Data excerpts below:

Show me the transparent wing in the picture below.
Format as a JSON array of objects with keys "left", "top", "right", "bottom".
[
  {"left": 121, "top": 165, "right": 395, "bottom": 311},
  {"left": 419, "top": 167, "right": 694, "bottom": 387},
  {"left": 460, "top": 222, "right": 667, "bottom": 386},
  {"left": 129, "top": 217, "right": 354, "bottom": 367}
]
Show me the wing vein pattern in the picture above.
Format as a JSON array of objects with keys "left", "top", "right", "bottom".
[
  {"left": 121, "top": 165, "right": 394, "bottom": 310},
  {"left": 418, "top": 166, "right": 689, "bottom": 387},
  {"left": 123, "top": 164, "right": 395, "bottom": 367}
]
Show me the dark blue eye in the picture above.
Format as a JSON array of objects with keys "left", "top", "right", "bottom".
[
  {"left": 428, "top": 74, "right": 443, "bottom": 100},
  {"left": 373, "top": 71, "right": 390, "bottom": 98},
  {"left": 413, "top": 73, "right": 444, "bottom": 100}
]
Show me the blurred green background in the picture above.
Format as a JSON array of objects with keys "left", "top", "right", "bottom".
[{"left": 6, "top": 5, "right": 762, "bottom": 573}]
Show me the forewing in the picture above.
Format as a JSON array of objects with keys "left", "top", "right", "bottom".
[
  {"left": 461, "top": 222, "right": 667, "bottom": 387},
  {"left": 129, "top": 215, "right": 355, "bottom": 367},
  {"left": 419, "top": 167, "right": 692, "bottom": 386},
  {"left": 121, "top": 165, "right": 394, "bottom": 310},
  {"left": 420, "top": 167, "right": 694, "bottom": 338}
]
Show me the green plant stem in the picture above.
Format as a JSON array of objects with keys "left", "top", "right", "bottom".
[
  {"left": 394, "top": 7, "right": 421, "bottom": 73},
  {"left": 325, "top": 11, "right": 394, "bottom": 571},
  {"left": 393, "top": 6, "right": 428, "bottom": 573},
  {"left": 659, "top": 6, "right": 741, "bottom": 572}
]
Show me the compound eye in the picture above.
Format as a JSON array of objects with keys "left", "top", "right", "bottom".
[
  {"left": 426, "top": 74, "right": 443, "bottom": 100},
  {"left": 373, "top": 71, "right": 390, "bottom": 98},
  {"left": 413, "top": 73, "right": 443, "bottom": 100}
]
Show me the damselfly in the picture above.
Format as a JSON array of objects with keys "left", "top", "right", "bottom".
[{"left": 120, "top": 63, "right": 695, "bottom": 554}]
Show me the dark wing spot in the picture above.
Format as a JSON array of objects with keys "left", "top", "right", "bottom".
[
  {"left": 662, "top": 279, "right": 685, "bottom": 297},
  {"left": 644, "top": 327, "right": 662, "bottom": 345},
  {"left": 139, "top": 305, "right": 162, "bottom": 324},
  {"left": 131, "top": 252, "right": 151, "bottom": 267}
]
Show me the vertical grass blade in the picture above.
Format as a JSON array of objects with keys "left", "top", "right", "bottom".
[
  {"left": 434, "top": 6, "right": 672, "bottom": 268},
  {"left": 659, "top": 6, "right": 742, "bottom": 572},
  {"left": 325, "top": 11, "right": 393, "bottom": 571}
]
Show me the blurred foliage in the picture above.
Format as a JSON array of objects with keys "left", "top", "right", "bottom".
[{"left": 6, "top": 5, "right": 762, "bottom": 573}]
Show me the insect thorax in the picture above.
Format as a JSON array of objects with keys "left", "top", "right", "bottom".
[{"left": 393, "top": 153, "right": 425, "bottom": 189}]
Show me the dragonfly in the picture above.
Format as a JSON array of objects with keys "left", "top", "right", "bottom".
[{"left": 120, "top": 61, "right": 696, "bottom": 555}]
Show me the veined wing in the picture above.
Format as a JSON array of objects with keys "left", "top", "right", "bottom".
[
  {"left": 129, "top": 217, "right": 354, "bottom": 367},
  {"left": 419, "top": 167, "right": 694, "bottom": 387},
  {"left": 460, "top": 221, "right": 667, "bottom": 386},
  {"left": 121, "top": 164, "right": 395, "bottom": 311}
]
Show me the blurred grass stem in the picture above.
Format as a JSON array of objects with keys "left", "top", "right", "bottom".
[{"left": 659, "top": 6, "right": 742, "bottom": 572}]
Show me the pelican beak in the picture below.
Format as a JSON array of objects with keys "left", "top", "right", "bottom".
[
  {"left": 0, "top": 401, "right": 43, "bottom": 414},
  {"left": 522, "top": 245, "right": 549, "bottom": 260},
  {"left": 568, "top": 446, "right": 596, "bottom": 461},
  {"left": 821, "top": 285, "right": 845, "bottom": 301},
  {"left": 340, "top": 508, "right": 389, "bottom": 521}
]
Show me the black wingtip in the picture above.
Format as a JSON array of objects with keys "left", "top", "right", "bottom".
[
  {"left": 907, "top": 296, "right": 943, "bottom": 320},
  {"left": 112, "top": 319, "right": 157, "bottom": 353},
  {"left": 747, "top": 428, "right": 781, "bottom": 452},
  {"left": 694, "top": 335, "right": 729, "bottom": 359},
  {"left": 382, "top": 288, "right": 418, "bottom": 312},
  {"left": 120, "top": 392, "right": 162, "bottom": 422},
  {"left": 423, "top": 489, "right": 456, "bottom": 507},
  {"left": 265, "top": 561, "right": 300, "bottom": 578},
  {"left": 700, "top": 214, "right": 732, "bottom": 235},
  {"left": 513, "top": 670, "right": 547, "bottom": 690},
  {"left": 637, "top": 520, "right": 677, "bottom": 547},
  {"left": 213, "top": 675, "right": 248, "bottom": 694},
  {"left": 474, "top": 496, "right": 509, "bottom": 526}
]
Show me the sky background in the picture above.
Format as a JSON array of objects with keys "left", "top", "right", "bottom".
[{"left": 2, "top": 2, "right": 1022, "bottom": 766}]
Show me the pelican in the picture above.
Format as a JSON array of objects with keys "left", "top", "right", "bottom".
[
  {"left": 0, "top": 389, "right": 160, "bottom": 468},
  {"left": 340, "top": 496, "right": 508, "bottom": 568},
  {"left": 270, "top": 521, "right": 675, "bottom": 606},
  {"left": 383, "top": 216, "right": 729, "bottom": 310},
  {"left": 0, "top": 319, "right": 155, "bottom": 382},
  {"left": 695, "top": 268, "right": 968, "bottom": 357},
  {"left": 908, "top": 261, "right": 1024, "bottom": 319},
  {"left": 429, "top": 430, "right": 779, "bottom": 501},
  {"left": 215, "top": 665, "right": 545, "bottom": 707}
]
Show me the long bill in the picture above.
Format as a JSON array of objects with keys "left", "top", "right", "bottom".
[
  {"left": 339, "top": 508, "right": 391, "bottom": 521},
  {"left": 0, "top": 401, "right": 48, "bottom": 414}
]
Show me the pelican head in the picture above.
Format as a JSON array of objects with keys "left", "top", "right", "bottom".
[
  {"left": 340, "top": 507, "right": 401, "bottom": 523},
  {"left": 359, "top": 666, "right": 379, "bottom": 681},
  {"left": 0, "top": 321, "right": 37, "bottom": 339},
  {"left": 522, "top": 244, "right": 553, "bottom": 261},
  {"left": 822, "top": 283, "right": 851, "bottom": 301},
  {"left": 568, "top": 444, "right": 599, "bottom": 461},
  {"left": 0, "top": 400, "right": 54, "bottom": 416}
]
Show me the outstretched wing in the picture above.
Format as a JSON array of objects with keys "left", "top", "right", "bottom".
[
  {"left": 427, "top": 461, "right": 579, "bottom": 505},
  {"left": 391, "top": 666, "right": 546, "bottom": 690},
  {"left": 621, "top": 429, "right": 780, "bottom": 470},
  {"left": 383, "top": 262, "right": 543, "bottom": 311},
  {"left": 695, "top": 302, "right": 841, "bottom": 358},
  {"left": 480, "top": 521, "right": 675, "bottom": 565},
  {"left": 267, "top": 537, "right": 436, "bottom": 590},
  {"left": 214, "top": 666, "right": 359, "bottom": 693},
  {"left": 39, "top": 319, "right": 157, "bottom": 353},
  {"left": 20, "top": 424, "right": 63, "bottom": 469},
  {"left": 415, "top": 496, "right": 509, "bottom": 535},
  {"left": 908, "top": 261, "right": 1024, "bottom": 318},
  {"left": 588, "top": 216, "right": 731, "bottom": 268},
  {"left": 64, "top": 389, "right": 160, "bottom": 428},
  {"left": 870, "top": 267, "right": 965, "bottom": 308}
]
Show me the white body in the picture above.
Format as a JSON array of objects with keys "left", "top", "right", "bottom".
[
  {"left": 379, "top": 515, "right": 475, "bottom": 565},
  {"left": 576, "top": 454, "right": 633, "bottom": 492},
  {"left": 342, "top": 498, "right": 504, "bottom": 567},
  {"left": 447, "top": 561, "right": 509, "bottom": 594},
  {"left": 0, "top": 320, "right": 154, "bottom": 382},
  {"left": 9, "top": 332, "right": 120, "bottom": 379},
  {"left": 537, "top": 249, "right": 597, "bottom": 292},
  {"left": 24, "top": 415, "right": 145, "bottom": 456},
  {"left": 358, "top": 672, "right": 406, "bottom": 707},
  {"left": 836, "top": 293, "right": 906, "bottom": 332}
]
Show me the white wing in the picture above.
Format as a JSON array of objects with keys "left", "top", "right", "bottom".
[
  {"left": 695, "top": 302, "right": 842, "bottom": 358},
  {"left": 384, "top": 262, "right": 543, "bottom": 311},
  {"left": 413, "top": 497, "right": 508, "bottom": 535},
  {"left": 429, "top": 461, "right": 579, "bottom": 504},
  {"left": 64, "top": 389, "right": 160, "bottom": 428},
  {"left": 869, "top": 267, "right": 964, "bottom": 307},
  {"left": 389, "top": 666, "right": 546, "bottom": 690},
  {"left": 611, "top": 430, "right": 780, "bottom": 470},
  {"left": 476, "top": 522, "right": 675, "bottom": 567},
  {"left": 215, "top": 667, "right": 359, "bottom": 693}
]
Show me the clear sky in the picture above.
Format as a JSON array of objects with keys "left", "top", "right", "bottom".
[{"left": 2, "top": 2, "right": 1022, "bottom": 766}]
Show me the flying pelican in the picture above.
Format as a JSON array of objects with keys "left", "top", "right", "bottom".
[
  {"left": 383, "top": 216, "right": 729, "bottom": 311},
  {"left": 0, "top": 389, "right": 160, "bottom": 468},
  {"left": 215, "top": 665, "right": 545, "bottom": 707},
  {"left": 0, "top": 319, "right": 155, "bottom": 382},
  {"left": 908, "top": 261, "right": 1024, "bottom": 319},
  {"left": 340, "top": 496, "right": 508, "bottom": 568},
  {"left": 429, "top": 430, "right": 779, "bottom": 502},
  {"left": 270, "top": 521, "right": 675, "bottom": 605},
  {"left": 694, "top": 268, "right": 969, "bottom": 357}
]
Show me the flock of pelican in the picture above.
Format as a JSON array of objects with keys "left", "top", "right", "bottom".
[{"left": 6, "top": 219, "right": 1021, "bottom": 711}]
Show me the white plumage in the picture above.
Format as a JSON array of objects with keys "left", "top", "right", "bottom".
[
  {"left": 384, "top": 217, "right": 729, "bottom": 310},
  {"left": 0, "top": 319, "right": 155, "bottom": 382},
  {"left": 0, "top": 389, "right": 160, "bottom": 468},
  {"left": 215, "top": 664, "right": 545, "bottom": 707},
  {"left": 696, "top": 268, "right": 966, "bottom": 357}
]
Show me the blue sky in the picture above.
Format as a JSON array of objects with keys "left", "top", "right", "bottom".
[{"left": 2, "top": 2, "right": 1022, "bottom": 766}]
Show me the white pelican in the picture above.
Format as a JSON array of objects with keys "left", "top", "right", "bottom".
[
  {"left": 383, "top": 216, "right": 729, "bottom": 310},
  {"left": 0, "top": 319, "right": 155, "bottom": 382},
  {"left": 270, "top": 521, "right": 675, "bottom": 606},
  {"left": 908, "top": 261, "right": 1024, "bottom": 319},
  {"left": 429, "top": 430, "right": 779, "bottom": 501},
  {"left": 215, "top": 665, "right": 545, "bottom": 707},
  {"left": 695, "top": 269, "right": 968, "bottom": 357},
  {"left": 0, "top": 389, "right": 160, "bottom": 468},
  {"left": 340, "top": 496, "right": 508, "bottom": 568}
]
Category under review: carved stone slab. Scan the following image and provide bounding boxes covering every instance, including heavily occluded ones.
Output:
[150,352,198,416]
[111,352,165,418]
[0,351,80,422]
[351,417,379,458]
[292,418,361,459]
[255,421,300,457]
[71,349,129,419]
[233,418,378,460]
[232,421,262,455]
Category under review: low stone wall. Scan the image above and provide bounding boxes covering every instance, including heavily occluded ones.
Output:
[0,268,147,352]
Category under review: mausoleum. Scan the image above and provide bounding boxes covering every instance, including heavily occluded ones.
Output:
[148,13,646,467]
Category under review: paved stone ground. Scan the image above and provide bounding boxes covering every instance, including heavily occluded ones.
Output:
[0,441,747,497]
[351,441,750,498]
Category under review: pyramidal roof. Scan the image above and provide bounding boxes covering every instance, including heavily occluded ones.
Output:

End of Data excerpts.

-- Description of the task --
Nothing should be returned except the lines from the first line of the data above through the line with "Show me the dark blue", each one exact.

-- Response area --
Show me the transparent wing in the picture below.
Format as a JSON array of objects with keys "left", "top", "right", "bottom".
[
  {"left": 121, "top": 165, "right": 395, "bottom": 311},
  {"left": 419, "top": 167, "right": 694, "bottom": 387},
  {"left": 460, "top": 222, "right": 667, "bottom": 386},
  {"left": 129, "top": 217, "right": 354, "bottom": 367}
]
Show me the wing vein pattern in the picture above.
Format as a JSON array of objects with keys "left", "top", "right", "bottom".
[
  {"left": 121, "top": 165, "right": 394, "bottom": 310},
  {"left": 418, "top": 166, "right": 689, "bottom": 387},
  {"left": 123, "top": 164, "right": 395, "bottom": 367}
]
Show me the dark blue eye in the picture above.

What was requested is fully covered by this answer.